WORK TO BE COMPLETED: Reproduce every line of the records below without any change.

Excerpts of location labeling data:
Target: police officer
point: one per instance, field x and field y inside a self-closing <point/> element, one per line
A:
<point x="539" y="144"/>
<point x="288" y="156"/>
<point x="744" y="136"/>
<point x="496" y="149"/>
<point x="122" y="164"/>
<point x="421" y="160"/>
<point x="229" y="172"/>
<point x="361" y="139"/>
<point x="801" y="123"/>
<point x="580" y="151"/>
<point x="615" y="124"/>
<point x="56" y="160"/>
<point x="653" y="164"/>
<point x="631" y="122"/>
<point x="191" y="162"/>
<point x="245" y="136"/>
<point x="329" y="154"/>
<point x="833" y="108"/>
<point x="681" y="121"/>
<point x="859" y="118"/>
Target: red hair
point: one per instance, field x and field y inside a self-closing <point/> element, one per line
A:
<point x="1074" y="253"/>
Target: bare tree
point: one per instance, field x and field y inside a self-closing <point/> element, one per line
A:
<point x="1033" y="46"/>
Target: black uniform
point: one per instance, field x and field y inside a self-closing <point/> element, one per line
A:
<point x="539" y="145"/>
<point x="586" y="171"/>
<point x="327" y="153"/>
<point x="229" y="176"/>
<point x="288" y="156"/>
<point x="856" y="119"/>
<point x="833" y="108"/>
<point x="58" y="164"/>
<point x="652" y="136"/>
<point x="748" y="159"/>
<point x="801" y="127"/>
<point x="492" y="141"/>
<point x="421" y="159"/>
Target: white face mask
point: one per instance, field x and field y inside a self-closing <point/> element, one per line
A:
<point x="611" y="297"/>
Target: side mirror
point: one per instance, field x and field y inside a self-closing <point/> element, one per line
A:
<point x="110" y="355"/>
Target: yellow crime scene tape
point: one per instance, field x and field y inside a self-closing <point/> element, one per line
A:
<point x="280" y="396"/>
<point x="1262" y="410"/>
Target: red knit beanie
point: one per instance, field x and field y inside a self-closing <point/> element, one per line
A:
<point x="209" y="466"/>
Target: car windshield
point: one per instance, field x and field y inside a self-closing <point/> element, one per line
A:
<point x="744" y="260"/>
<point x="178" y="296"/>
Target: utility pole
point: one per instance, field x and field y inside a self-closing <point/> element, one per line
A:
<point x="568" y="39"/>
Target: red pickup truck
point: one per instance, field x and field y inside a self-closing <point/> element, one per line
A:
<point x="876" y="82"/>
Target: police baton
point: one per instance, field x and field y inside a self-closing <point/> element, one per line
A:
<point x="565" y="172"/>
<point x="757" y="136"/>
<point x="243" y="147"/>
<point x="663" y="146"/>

REPLY:
Target: police officer
point: one per instance, field x and field y inside a self-closing <point/> element, one per line
A:
<point x="539" y="144"/>
<point x="288" y="156"/>
<point x="744" y="136"/>
<point x="496" y="149"/>
<point x="122" y="164"/>
<point x="421" y="160"/>
<point x="229" y="172"/>
<point x="361" y="139"/>
<point x="801" y="123"/>
<point x="580" y="151"/>
<point x="615" y="124"/>
<point x="56" y="160"/>
<point x="653" y="164"/>
<point x="631" y="122"/>
<point x="191" y="162"/>
<point x="245" y="136"/>
<point x="329" y="154"/>
<point x="833" y="108"/>
<point x="681" y="121"/>
<point x="859" y="118"/>
Target: red hair
point: one per instance, field x and field y inside a self-closing <point/> element, one per line
A:
<point x="1074" y="253"/>
Target: bare tree
point: one per instance, field x and field y inside a self-closing <point/> element, one per line
A:
<point x="1033" y="46"/>
Target: black uniform
point: one per instance, field x and field y inside a self-closing <point/> element, one per line
A:
<point x="539" y="145"/>
<point x="586" y="171"/>
<point x="327" y="153"/>
<point x="229" y="176"/>
<point x="288" y="156"/>
<point x="856" y="119"/>
<point x="833" y="108"/>
<point x="58" y="164"/>
<point x="652" y="136"/>
<point x="748" y="159"/>
<point x="801" y="127"/>
<point x="492" y="141"/>
<point x="421" y="159"/>
Target: white face mask
point: one per instance, field x and field y inside a self-closing <point/> element, one per line
A:
<point x="611" y="297"/>
Target: side mirror
point: one per instance, field x and field y inside a self-closing <point/> element, one per line
A:
<point x="110" y="355"/>
Target: yellow crime scene tape
point: one per instance, field x and field y inside a self-closing <point/> element, one per line
A:
<point x="280" y="396"/>
<point x="1262" y="410"/>
Target: red knit beanie
point: one per instance, field x and field y inside a self-closing <point/> element, one per line
A:
<point x="209" y="466"/>
Target: car windshield
point: one per instance, field x and field y inside a self-closing <point/> element, one per line
A:
<point x="744" y="260"/>
<point x="178" y="296"/>
Target: utility pole
point: one per instance, field x and field y inside a self-closing <point/> element, one per line
A:
<point x="568" y="39"/>
Target: red pickup truck
point: one per instance, field x and field y inside a self-closing <point/> element, one per line
A:
<point x="876" y="82"/>
Target: police baton
point: one per instance, field x and field y inside a self-closing <point/> element, one per line
A:
<point x="565" y="172"/>
<point x="757" y="136"/>
<point x="243" y="147"/>
<point x="663" y="146"/>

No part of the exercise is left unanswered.